Christian Woodhouse

What is isosurfacing?

Isosurfacing is a visualization technique for extracting a surface from 3D volumetric data, such as a CT or MRI scan. The technique, first developed by researchers at GE called Marching Cubes,  essentially started the 3D medical visualization industry. Today, isosurfacing is a standard visualization technique that provides effective display of complex data.

Mathematically, isosurfacing represents a single-value (hence the iso part) within a function. For example, a single altitude within a topography map results in isolines (or contour lines), which are the 2D equivalent to a 3D isosurface.

In medical imaging, an isosurface can be extracted from a CT scan. The CT scan represents tissue density values such as bone, soft tissue, air, etc. By selecting a single density value it is possible to visualize a surface corresponding to the selected tissue type.

How to extract isosurfaces

Checkpoint’s surface tab presents the loaded surface or the volume’s isosurface in the 3D window.

Surface Tab

The data histogram on the right side of the 3D window can change the iso value used for isosurfacing.

Surface Tab - Histogram

Hold CTRL and left click on the histogram to set a new iso value and recompute the isosurface.  Iso values may only be created when the surface mesh is visible.  Red indicates the current iso value, while blue indicates saved iso values, which can restore themselves by left clicking on the line below the number.  The current iso value may be deleted by left clicking the red “X” on the right side of the number in parenthesis.  This deletion option only appears when more than one iso value exists.


  1. William E. Lorensen and Harvey E. Cline. 1987. Marching cubes: A high resolution 3D surface construction algorithm. SIGGRAPH Comput. Graph. 21, 4 (August 1987), 163-169.
  2. Cline HE, Lorensen WE, Ludke S, Crawford CR, Teeter BC. Two algorithms for the three-dimensional reconstruction of tomograms. Med Phys. 1988 May-Jun;15(3):320-7.

TASK ITEM ▸ In the isosurfacing article, rewrite the passage from "Surface Tab - Histogram" to "iso value exists.", putting "SHIFT" in place of "CTRL".

(Collected data)
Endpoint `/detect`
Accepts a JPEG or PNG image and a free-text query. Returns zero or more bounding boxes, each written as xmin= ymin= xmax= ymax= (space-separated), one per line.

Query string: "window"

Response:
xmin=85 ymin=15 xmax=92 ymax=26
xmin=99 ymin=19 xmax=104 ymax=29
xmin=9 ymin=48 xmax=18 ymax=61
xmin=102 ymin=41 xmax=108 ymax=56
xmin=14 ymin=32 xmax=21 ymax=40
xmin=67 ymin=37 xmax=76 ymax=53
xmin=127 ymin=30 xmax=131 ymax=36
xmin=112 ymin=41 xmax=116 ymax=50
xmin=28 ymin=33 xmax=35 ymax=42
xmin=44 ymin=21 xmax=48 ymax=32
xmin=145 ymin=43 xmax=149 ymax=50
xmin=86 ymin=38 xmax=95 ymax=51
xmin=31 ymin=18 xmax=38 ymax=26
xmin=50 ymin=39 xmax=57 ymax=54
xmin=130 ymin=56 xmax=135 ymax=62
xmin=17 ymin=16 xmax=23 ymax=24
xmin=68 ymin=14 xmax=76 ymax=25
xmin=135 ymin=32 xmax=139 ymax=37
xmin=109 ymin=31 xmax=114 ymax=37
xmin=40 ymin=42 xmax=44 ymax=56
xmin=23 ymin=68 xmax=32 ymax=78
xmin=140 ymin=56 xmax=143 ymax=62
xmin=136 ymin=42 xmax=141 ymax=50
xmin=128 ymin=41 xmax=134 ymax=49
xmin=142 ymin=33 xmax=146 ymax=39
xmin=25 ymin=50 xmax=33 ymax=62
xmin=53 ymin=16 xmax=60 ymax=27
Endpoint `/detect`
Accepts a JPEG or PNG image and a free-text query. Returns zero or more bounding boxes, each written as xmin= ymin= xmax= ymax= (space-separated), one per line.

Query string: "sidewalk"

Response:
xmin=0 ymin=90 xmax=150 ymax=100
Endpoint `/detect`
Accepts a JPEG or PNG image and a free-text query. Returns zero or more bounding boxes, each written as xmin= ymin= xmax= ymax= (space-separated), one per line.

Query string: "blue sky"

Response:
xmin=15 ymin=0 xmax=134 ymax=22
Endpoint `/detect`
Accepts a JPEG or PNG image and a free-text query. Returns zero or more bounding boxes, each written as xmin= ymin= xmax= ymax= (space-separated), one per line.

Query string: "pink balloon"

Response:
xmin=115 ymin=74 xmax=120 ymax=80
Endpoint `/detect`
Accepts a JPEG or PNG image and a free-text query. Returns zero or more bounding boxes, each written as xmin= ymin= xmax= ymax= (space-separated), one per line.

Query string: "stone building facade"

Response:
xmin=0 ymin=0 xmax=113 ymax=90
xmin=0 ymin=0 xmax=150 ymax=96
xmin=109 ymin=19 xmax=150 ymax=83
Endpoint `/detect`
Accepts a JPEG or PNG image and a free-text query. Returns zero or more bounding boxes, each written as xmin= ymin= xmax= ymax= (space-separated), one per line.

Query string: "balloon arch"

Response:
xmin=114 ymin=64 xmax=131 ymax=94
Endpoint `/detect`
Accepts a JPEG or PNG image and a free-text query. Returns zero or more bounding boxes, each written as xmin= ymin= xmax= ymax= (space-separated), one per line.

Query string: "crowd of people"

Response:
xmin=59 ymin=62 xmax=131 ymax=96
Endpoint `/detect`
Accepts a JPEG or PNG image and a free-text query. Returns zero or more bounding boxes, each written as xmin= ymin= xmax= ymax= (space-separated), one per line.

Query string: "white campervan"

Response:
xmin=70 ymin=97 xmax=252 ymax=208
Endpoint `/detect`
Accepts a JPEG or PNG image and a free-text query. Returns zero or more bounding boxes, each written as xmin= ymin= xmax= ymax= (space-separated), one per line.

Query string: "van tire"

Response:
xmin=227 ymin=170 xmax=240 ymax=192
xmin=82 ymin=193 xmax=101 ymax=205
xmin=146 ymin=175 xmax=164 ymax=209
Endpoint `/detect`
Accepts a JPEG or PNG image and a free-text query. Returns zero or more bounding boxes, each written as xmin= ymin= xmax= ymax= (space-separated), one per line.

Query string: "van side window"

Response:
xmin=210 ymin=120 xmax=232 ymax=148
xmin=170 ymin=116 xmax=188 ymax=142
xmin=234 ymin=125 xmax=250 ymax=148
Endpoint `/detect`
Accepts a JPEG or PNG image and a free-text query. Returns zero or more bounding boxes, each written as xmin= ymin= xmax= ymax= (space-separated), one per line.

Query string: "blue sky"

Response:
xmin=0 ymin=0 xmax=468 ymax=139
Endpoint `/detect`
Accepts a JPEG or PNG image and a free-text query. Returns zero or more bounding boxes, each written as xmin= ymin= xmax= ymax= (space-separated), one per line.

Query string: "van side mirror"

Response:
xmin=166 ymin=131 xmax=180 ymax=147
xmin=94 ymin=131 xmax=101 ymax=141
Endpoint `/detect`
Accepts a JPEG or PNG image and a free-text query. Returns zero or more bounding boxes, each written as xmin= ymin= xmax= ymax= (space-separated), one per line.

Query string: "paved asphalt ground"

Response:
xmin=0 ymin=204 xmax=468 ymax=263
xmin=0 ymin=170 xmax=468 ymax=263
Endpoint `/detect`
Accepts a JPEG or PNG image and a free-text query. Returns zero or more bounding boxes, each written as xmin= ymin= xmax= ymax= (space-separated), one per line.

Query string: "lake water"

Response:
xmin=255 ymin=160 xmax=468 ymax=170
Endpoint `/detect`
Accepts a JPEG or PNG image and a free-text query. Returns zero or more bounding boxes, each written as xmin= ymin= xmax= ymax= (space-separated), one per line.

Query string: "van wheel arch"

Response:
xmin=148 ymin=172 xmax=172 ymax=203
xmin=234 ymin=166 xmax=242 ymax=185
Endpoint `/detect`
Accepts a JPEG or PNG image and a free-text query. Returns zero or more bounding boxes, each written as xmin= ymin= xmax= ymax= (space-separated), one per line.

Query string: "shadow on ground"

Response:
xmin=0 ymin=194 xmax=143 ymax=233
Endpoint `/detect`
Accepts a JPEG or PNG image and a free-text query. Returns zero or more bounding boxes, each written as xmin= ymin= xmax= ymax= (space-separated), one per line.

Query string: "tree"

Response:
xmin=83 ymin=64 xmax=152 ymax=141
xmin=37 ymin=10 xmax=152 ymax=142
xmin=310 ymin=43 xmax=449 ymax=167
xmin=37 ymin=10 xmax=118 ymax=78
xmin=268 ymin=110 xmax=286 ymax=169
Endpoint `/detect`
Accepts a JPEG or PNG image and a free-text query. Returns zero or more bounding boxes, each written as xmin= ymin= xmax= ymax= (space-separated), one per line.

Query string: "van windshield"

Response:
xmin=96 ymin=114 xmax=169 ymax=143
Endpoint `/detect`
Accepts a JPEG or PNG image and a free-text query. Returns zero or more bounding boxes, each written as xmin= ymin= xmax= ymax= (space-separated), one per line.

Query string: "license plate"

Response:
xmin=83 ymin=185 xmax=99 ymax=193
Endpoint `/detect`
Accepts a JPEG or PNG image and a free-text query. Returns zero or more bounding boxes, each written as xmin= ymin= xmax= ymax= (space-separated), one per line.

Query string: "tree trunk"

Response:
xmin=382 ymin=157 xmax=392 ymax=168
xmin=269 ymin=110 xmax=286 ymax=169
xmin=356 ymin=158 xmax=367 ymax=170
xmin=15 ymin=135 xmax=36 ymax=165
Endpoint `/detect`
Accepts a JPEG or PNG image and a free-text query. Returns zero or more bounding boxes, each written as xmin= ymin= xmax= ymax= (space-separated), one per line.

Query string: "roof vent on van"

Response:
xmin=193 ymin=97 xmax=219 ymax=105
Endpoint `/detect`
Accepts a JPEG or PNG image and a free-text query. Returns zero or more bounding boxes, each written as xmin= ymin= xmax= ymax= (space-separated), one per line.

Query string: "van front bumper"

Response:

PROBLEM SOLUTION ▸
Surface Tab - Histogram

Hold SHIFT and left click on the histogram to set a new iso value and recompute the isosurface.  Iso values may only be created when the surface mesh is visible.  Red indicates the current iso value, while blue indicates saved iso values, which can restore themselves by left clicking on the line below the number.  The current iso value may be deleted by left clicking the red “X” on the right side of the number in parenthesis.  This deletion option only appears when more than one iso value exists.